GIVEN RECORDS:
# # #
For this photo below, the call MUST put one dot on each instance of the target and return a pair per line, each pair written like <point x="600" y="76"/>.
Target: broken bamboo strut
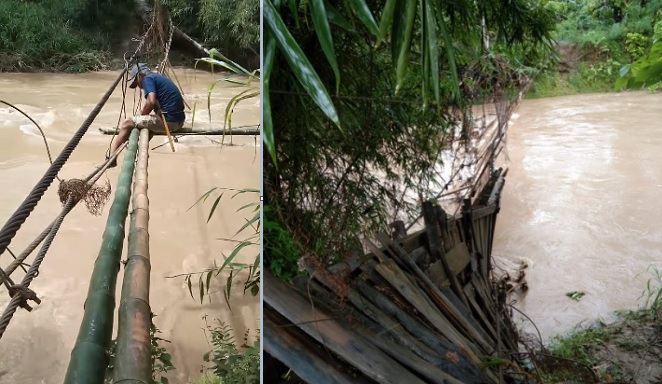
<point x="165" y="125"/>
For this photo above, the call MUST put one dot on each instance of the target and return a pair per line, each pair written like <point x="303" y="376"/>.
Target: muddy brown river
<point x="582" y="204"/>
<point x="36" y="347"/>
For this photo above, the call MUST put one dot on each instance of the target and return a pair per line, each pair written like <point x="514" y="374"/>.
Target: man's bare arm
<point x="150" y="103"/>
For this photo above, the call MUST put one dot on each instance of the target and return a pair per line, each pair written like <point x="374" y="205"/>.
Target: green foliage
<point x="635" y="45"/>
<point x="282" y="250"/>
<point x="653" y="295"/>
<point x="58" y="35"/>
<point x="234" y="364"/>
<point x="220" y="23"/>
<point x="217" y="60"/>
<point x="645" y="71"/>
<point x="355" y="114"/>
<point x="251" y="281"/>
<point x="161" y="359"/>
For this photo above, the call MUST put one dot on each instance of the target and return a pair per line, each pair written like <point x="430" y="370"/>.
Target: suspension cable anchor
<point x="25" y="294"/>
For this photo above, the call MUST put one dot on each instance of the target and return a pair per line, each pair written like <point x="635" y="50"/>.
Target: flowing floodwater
# # #
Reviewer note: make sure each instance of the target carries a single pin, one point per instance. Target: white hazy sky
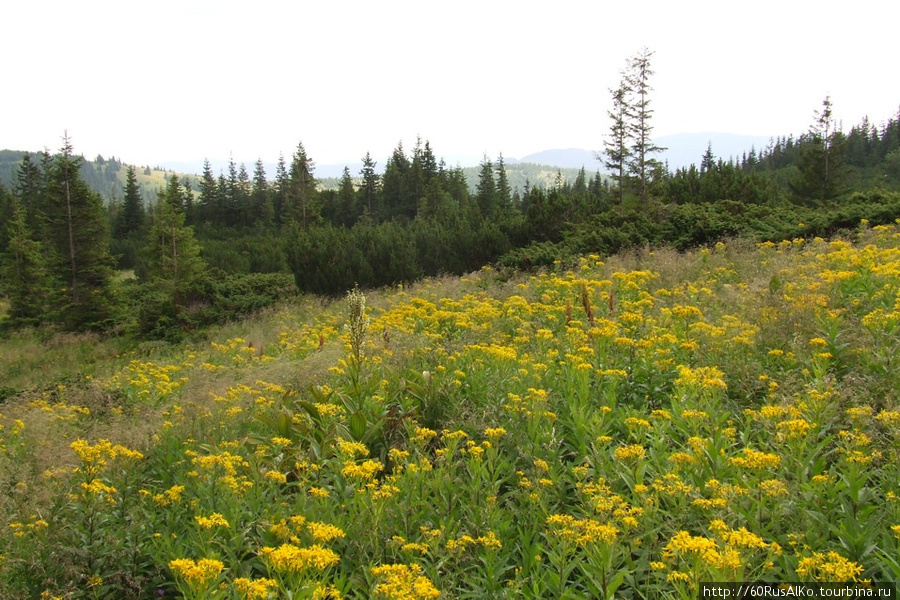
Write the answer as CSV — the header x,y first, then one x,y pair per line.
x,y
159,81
# # #
WHAT IS EXPECTED: Put everything above from the line containing "For this photo below, the" down to the line containing "Target: flowing floodwater" into a JSON list of strings, one string per line, with blank lines and the pictures left out.

TASK RESPONSE:
[
  "For this photo below, the call MUST put one dot on each instance of the target and return a pair per line, each pair written like <point x=\"600\" y=\"76\"/>.",
  "Target: broken bamboo strut",
  "<point x=\"165\" y=\"125\"/>",
  "For this photo above, the call MUST put one dot on each instance of the target and return a pair per line, each pair written like <point x=\"303\" y=\"376\"/>.",
  "Target: muddy brown river",
  "<point x=\"582\" y=\"204\"/>",
  "<point x=\"36\" y=\"347\"/>",
  "For this photo above, the call MUST put one dot on each instance of the target and return a pair per line, each pair written like <point x=\"514\" y=\"374\"/>.",
  "Target: man's bare arm",
  "<point x=\"150\" y=\"103\"/>",
  "For this photo above, the call MUST put one dot on each instance of the target and return a pair per line, each pair written like <point x=\"374\" y=\"205\"/>.",
  "Target: green foliage",
  "<point x=\"635\" y=\"45\"/>",
  "<point x=\"282\" y=\"250\"/>",
  "<point x=\"653\" y=\"295\"/>",
  "<point x=\"58\" y=\"35\"/>",
  "<point x=\"234\" y=\"364\"/>",
  "<point x=\"220\" y=\"23\"/>",
  "<point x=\"217\" y=\"60\"/>",
  "<point x=\"645\" y=\"71\"/>",
  "<point x=\"355\" y=\"114\"/>",
  "<point x=\"251\" y=\"281\"/>",
  "<point x=\"161\" y=\"359\"/>",
  "For this photo above, the call MUST put one dot on each instance of the target and return a pair per line, each pair written like <point x=\"430\" y=\"370\"/>.",
  "Target: suspension cable anchor",
  "<point x=\"25\" y=\"294\"/>",
  "For this photo above, the call MUST put one dot on each instance of the target and return a pair per line, each pair written like <point x=\"635\" y=\"50\"/>.",
  "Target: flowing floodwater"
]